## Passage provided

________________________

Over the last several months, the DSaPP team used SFPD data and developed a data-driven EIS prototype for SFPD. The prototype uses machine learning to analyze thousands of variable combinations (e.g. related to traffic stops, arrests, use of force, compliments, dispatches, IAD interventions, training) over time to determine which factors best identify officers at risk in the near future.The output of the DSaPP EIS is a list of all active officers ranked from highest to lowest risk. The department has the ability to choose how many officers the EIS should create alerts for. At one extreme, it can issue no alerts, which eliminates false positives (officers who received alerts but did not go on to have an adverse incident) but also fails to alert on any officers who need early intervention. At the other extreme, it can alert on all officers, which would correctly identify all the officers who need early intervention (100% coverage) but also alert on all the officers who don’t.

________________________

## Task 1
Format the rows as a JSON list of strings, one string per line and blank lines omitted, starting at the first line of the rows and ending at the line that contains "positive clicks: (152, 125)", both included.

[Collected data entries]
________________________

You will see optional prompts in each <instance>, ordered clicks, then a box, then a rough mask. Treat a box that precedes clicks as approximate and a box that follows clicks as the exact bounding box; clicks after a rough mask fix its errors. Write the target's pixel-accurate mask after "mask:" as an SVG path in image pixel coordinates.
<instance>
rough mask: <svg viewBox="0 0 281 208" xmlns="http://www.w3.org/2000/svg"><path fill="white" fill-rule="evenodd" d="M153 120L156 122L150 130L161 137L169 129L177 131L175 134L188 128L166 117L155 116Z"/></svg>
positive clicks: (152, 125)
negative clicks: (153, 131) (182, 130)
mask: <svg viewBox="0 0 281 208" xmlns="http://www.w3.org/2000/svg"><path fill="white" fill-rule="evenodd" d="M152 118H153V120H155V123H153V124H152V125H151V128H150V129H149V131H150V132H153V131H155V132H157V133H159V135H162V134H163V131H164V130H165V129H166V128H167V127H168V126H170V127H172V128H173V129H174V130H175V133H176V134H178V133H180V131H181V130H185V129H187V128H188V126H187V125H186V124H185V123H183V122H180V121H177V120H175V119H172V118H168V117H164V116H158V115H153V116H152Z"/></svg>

________________________

## Task 2
According to the passage on the early intervention system, what does the system produce as its output?

## Expected answer 1
[
  "You will see optional prompts in each <instance>, ordered clicks, then a box, then a rough mask. Treat a box that precedes clicks as approximate and a box that follows clicks as the exact bounding box; clicks after a rough mask fix its errors. Write the target's pixel-accurate mask after \"mask:\" as an SVG path in image pixel coordinates.",
  "<instance>",
  "rough mask: <svg viewBox=\"0 0 281 208\" xmlns=\"http://www.w3.org/2000/svg\"><path fill=\"white\" fill-rule=\"evenodd\" d=\"M153 120L156 122L150 130L161 137L169 129L177 131L175 134L188 128L166 117L155 116Z\"/></svg>",
  "positive clicks: (152, 125)"
]

## Expected answer 2
A list of all active officers ranked from highest to lowest risk.